• [简短任务] 把下面的材料从头到尾原样抄录一遍，一字不改。

• [材料摘录]
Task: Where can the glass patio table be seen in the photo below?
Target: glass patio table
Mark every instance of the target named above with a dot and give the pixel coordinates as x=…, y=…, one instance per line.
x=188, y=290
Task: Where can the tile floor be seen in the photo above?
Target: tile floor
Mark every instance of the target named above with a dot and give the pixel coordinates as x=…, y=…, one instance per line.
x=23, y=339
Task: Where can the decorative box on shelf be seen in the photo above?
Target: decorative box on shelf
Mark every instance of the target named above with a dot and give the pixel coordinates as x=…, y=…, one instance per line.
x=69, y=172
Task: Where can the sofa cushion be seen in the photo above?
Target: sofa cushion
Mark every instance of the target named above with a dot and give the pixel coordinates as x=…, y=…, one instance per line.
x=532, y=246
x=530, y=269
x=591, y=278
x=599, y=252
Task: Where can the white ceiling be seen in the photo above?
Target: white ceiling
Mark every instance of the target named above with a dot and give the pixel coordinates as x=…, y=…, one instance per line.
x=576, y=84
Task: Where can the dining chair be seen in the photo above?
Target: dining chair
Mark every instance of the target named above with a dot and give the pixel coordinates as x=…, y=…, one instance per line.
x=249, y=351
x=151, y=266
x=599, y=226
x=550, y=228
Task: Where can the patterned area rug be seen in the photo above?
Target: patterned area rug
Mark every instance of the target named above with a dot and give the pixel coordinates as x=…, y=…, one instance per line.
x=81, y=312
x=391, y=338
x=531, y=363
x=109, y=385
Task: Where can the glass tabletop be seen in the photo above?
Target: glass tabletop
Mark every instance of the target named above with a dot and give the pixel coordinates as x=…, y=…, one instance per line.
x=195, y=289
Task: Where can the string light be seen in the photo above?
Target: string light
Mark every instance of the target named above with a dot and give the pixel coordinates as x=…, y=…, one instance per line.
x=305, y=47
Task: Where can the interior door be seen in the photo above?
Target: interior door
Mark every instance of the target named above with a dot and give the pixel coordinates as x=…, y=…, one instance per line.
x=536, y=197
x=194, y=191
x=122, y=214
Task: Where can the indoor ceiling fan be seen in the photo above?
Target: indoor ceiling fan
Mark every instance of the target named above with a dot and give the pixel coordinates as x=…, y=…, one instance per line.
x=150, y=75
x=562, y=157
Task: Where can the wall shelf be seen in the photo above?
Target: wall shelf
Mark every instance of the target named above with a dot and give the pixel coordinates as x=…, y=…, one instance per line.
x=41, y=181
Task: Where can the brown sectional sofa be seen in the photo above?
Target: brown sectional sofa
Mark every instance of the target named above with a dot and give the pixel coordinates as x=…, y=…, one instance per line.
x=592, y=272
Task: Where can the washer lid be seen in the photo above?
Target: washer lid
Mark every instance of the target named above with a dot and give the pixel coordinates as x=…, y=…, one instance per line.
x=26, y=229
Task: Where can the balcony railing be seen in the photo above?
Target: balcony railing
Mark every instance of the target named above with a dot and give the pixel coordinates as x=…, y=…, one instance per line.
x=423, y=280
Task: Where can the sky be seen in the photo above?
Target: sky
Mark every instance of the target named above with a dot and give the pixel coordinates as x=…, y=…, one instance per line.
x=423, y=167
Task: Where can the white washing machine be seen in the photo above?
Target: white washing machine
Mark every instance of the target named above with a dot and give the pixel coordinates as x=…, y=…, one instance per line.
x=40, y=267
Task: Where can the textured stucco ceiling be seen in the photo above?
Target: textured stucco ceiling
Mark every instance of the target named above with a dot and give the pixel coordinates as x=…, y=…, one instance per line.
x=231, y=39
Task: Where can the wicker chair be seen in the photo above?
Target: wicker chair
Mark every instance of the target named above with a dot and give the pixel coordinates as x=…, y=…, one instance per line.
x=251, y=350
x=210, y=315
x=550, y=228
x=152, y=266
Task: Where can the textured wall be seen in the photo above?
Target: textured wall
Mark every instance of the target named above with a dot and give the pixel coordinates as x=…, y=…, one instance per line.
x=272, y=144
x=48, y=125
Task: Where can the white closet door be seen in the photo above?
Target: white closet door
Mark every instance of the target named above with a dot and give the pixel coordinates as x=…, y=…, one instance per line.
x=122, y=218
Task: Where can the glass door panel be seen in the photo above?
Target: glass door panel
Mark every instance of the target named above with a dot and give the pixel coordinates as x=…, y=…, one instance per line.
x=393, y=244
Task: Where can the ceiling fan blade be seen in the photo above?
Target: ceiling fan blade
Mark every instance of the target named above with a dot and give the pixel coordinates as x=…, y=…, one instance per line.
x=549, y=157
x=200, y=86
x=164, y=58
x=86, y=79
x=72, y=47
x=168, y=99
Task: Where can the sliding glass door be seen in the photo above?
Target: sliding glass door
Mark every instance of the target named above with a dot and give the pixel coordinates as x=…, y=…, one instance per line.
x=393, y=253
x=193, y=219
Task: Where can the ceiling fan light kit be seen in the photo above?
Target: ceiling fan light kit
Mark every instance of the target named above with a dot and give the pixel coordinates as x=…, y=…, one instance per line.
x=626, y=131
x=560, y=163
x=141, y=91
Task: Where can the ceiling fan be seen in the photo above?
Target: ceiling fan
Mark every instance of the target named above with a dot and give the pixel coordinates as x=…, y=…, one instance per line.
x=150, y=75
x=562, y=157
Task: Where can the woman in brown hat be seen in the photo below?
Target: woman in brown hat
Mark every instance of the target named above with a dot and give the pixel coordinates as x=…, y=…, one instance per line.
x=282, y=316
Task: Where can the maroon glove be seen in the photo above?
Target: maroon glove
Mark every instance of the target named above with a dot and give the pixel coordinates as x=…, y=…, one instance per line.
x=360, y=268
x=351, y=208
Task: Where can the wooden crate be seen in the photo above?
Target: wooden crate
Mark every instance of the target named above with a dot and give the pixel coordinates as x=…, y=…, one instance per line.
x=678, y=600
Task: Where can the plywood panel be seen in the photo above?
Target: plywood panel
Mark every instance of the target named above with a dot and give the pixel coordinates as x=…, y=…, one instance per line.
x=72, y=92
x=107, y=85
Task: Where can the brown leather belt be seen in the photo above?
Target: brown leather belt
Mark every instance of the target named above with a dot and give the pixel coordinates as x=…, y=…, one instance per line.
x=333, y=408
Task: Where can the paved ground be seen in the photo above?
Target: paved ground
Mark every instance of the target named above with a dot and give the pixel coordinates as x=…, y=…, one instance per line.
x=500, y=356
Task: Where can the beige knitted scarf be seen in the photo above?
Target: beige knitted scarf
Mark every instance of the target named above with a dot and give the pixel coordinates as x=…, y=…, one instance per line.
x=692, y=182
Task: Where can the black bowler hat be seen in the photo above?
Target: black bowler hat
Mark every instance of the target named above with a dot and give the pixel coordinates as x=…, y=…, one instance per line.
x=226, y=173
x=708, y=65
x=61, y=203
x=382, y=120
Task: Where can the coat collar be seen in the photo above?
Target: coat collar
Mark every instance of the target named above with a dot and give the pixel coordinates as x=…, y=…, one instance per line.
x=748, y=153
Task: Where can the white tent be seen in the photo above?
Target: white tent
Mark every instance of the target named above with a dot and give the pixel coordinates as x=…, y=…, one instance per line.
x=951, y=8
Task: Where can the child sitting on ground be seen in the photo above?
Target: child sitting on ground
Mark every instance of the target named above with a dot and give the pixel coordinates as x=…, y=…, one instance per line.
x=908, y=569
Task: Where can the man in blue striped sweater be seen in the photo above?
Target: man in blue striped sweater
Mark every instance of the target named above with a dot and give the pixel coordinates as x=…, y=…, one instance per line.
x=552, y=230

• [任务结果]
Task: Where can the glass patio table be seen in the photo below?
Target: glass patio table
Mark every instance of the target named above with a dot and give the pixel coordinates as x=…, y=…, one instance per line.
x=188, y=290
Task: Where can the tile floor be seen in the photo above?
Target: tile floor
Mark every instance of the target named above with a dot and give the pixel coordinates as x=…, y=…, one instance per line.
x=23, y=339
Task: Where can the decorative box on shelf be seen in the photo above?
Target: decorative box on shelf
Mark every instance of the target named above with a dot and give the pixel coordinates as x=…, y=…, one instance per line.
x=69, y=172
Task: Where can the sofa cushion be seen in the photo above?
Target: sofa cushion
Mark every instance of the target named above with a dot and give the pixel coordinates as x=…, y=…, one instance per line.
x=532, y=246
x=530, y=269
x=591, y=278
x=599, y=252
Task: Where can the white ceiling be seen in the photo above?
Target: white ceiling
Mark every instance of the target named above with a dot and give the pixel coordinates as x=…, y=…, one instance per line.
x=576, y=84
Task: Where can the dining chair be seen in the photo above?
Target: dining chair
Mark every instance of the target named above with a dot and give the pixel coordinates as x=…, y=…, one instance per line.
x=249, y=351
x=151, y=266
x=599, y=226
x=550, y=228
Task: Where can the patterned area rug be seen in the photo above?
Target: patterned area rug
Mark every instance of the target named above with a dot and give the pixel coordinates as x=…, y=…, one instance per line.
x=81, y=312
x=391, y=338
x=531, y=363
x=109, y=385
Task: Where can the glass tabletop be seen in the photo above?
Target: glass tabletop
Mark every instance of the target named above with a dot and give the pixel coordinates as x=…, y=…, one instance per line.
x=195, y=289
Task: Where can the string light be seen in the photo above?
Target: string light
Mark every instance of the target named above with a dot and give the pixel coordinates as x=…, y=…, one instance per line.
x=305, y=47
Task: Where can the interior door be seen in the photo above?
Target: interior door
Mark every instance of the target named above with a dot and give the pixel coordinates as x=…, y=…, one instance per line.
x=536, y=197
x=194, y=191
x=122, y=214
Task: Where can the indoor ceiling fan be seen in the photo above?
Target: indoor ceiling fan
Mark every instance of the target named above with a dot and give the pixel coordinates as x=…, y=…, one instance per line.
x=150, y=75
x=562, y=157
Task: Where can the wall shelf be seen in the photo above?
Target: wall shelf
Mark every instance of the target named above with a dot and give the pixel coordinates as x=…, y=…, one instance per line.
x=41, y=181
Task: Where can the brown sectional sofa be seen in the photo above?
Target: brown sectional sofa
Mark every instance of the target named above with a dot and give the pixel coordinates as x=…, y=…, one instance per line.
x=592, y=272
Task: Where can the washer lid be seen in the photo above?
Target: washer lid
Mark every instance of the target named above with a dot and give the pixel coordinates as x=…, y=…, one instance per line.
x=26, y=229
Task: Where can the balcony railing be seen in the photo above?
Target: balcony railing
Mark every instance of the target named above with a dot and give the pixel coordinates as x=…, y=…, one instance per line.
x=423, y=280
Task: Where can the sky be seen in the photo above?
Target: sky
Mark every instance of the target named above with a dot and give the pixel coordinates as x=…, y=…, one instance per line.
x=423, y=167
Task: Where can the white washing machine be seen in the photo above?
Target: white washing machine
Mark every instance of the target named above with a dot and give the pixel coordinates as x=…, y=…, one instance per line.
x=40, y=267
Task: Where can the textured stucco ceiling be seen in the photo above?
Target: textured stucco ceiling
Mark every instance of the target named above with a dot and give the pixel coordinates as x=…, y=…, one instance per line.
x=231, y=39
Task: Where can the wicker chair be seen in the photo above?
Target: wicker chair
Mark every instance of the target named above with a dot and give the pixel coordinates as x=…, y=…, one instance per line.
x=251, y=350
x=210, y=315
x=550, y=228
x=152, y=266
Task: Where can the textured wall be seen in the photo above?
Target: textured wall
Mark every instance of the target named above with a dot and give the pixel coordinates as x=…, y=…, one instance per line.
x=272, y=144
x=48, y=125
Task: Where can the white closet door be seen in the photo above?
Target: white closet door
Mark every instance of the target named above with a dot and give the pixel coordinates as x=…, y=…, one instance per line.
x=122, y=218
Task: Where can the glass door panel be seen in the photo above?
Target: glass door panel
Mark every instance of the target named above with a dot and give the pixel coordinates as x=…, y=…, one instance per line.
x=393, y=244
Task: Where can the ceiling fan blade be seen in the photo above?
Target: ceiling fan blade
Mark every instance of the target named above with a dot and give the pixel coordinates as x=…, y=…, one instance per line.
x=549, y=157
x=200, y=86
x=164, y=58
x=86, y=79
x=72, y=47
x=168, y=99
Task: Where can the sliding glass door be seen in the photo above?
Target: sliding glass door
Mark every instance of the target named above with a dot and give the pixel coordinates as x=…, y=…, one instance per line.
x=393, y=253
x=193, y=219
Task: Where can the ceiling fan light kit be seen in the photo above?
Target: ceiling fan light kit
Mark every instance of the target named above with a dot and give the pixel coordinates as x=…, y=…, one instance per line.
x=626, y=131
x=560, y=163
x=141, y=91
Task: Where can the ceiling fan be seen in the photo above?
Target: ceiling fan
Mark every instance of the target named above with a dot and give the pixel coordinates as x=…, y=…, one instance per line.
x=150, y=75
x=562, y=157
Task: Where can the woman in brown hat be seen in the photo below?
Target: woman in brown hat
Mark every instance of the target named above with a dot and give the pixel coordinates as x=…, y=…, one instance per line.
x=282, y=316
Task: Where can the maroon glove be seen in the photo above?
Target: maroon glove
Mark every instance of the target named above with a dot and give the pixel coordinates as x=…, y=…, one instance per line.
x=360, y=268
x=351, y=208
Task: Where can the wooden crate be seen in the photo above?
Target: wooden crate
Mark every instance of the target named above with a dot and give the pixel coordinates as x=…, y=…, one instance per line.
x=678, y=600
Task: Where can the plywood panel be seen in the photo above?
Target: plywood panel
Mark every instance of the target named above with a dot and give the pixel coordinates as x=…, y=…, one instance per line.
x=72, y=92
x=107, y=85
Task: Where can the brown leather belt be seen in the photo above?
Target: brown leather belt
Mark every instance of the target named above with a dot and give the pixel coordinates as x=…, y=…, one instance per line.
x=333, y=408
Task: Where can the paved ground be seen in the photo above?
Target: paved ground
Mark every instance of the target named above with a dot and give the pixel coordinates as x=…, y=…, one instance per line.
x=500, y=356
Task: Where can the beige knitted scarf be seen in the photo above?
Target: beige knitted scarf
Mark every instance of the target named above with a dot and give the pixel coordinates as x=…, y=…, one instance per line.
x=692, y=182
Task: Where can the black bowler hat be seen in the photo above?
Target: black bowler hat
Mark every instance of the target named above with a dot and give the pixel coordinates as x=…, y=…, one instance per line.
x=226, y=173
x=708, y=65
x=61, y=203
x=382, y=120
Task: Where can the coat collar be seen in the photo above?
Target: coat collar
Mark every instance of the target named above with a dot and give the pixel coordinates as x=…, y=…, one instance per line.
x=748, y=153
Task: Where can the white tent be seen in the photo above?
Target: white tent
Mark every instance of the target named above with a dot and give the pixel coordinates as x=…, y=…, one instance per line.
x=951, y=8
Task: Where can the child sitting on ground be seen in the photo above?
Target: child sitting on ground
Mark every instance of the target named above with a dot and give the pixel coordinates as x=…, y=…, one instance per line.
x=908, y=569
Task: Where can the man in blue striped sweater be seen in the photo above?
Target: man in blue striped sweater
Mark every instance of the target named above with a dot and give the pixel coordinates as x=…, y=…, one instance per line.
x=552, y=230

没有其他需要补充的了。